# TEKSTFRAGMENT:

3a al heeft opgemerkt, dat burgers van Syrië visum- en MVV-plichtig zijn en in het gehoor voor de inbewaringstelling is hem verteld dat hij contact kan opnemen met de diplomatieke of consulaire vertegenwoordiging van Syrië. Afzonderlijk zouden deze oneffenheden volgens eiser misschien niet kunnen leiden tot onrechtmatigheid van de maatregel, maar samen genomen kan hier een ander gewicht aan worden toegekend, gelet op de menselijke maat en het karakter van een maatregel van bewaring als
ultimum remedium.
8. De rechtbank overweegt als volgt. De verschrijvingen die eiser aankaart zijn onzorgvuldig, zoals verweerder ter zitting ook heeft erkend, maar deze zijn niet zodanig dat zij moeten leiden tot onrechtmatigheid van de maatregel van bewaring. Eiser is naar het oordeel van de rechtbank door deze verschrijvingen niet in zijn belangen geschaad. De beroepsgrond slaagt niet.
Zicht op uitzetting
9. Eiser voert aan dat het onzeker is of hij binnen een aanzienlijke tijd zal worden overgedragen aan Roemenië. Eiser zou op 11 november 2021 namelijk worden overgedragen, maar de vlucht is wegens onbekende redenen geannuleerd. Er is een volgende vlucht gepland op 16 november 2021, maar deze vlucht is niet bevestigd door de Roemeense autoriteiten. Daarnaast voert eiser aan dat, gelet op de recente ontwikkelingen omtrent het coronavirus, het onzeker is dat eiser binnen een aanzienlijke tijd zal worden overgedragen. Hierbij verwijst eiser naar de oplopende besmettingscijfers en het feit dat Nederland grotendeels rood of donkerrood gekleurd is op de kaart van de Europese Unie die de besmettingen aangeeft.

# GETOONDE GEGEVENS:
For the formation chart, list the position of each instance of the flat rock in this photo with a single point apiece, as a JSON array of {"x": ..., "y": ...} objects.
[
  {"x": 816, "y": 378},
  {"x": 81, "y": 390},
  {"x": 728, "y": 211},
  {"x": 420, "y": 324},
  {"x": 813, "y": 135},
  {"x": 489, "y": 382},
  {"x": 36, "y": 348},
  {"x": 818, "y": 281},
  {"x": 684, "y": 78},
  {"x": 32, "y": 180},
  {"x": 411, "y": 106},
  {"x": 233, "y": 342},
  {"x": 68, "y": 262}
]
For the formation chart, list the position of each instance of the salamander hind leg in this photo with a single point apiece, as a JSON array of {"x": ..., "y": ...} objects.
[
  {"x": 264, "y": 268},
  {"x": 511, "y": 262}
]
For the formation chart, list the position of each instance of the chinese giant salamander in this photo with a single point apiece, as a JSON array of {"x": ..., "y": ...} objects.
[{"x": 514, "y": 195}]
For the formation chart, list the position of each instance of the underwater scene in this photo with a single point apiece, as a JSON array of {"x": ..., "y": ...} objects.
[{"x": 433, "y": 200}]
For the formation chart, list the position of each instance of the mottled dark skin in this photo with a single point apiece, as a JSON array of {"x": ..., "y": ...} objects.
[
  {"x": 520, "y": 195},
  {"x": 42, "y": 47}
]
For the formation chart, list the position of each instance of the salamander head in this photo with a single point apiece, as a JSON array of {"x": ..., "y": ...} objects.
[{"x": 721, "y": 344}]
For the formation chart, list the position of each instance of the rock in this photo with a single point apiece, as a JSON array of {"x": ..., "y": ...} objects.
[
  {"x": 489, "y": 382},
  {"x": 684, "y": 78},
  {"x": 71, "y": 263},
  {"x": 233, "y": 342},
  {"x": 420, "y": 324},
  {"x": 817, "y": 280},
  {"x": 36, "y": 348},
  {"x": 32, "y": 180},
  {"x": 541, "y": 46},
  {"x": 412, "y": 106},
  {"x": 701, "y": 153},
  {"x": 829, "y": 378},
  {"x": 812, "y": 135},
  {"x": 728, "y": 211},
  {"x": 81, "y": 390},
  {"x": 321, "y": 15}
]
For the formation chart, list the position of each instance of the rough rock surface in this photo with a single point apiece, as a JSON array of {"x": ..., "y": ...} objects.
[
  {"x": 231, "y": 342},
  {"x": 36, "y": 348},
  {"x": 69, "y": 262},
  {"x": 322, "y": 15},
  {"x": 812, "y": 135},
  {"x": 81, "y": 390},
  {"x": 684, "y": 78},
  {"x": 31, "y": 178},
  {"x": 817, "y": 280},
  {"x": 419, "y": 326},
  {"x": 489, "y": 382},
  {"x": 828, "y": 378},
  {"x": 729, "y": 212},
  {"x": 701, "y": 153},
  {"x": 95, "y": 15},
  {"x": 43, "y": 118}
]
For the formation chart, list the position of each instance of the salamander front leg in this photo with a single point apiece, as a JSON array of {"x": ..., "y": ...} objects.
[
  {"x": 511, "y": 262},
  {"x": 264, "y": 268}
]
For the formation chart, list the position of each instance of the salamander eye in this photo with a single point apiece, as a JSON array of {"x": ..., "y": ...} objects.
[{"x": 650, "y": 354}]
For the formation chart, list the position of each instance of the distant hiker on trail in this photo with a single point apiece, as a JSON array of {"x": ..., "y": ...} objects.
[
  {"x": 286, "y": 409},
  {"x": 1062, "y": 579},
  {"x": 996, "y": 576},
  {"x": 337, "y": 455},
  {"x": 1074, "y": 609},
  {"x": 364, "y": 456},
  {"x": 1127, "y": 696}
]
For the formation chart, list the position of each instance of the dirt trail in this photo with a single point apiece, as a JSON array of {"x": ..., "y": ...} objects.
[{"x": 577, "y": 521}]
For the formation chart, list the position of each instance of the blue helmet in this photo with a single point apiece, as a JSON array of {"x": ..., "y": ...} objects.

# VRAGEN:
1. Beantwoord de volgende vragen aan de hand van de tekst over de bewaring van eiser.
(a) Op welke datum zou eiser oorspronkelijk worden overgedragen?
(b) Wat heeft verweerder volgens punt 8 ter zitting erkend?
(c) Aan welk land zou eiser worden overgedragen?
2. Geef bij elke bewering aan of die klopt met de tekst over de bewaring van eiser. Antwoord met ja of nee en citeer de woorden uit de tekst die de doorslag geven.
(a) De vlucht van 16 november 2021 is door de Roemeense autoriteiten bevestigd.
(b) Volgens de rechtbank is eiser door de verschrijvingen niet in zijn belangen geschaad.
(c) De reden voor de annulering van de vlucht van 11 november 2021 wordt genoemd.
3. Pak de tekst over de bewaring van eiser op na de laatste zin en schrijf hem verder.
De regels spelen hierbij geen rol.

# ANTWOORDEN PER OPDRACHT:
1.
(a) Op 11 november 2021.
(b) Dat de verschrijvingen die eiser aankaart onzorgvuldig zijn.
(c) Aan Roemenië.

2.
(a) Nee: "maar deze vlucht is niet bevestigd door de Roemeense autoriteiten".
(b) Ja: "Eiser is naar het oordeel van de rechtbank door deze verschrijvingen niet in zijn belangen geschaad."
(c) Nee: "de vlucht is wegens onbekende redenen geannuleerd".

3.
10. De rechtbank overweegt als volgt. Er staat een vlucht gepland voor 16 november 2021 naar Roemenië. Verweerder heeft ter zitting toegelicht dat het een vaste werkwijze is dat er vanuit wordt gegaan dat de vlucht door gaat, zo lang er geen afwijzing van Roemenië is. Er is geen expliciete bevestiging nodig van de Roemeense autoriteiten. De rechtbank is van oordeel dat dit geen reden vormt om ervan uit te gaan dat de vlucht naar Roemenië geen doorgang zal vinden. Ten aanzien van de recente ontwikkelingen omtrent het coronavirus, zijn er naar het oordeel van de rechtbank vooralsnog onvoldoende concrete aanwijzingen dat de overdracht aan Roemenië niet mogelijk zal zijn. Van eiser mag worden verlangd mee te werken aan de voor de vlucht verplichte coronatest. Deze beroepsgrond slaagt niet.
11. Het beroep is ongegrond. Daarom wordt ook het verzoek om schadevergoeding afgewezen.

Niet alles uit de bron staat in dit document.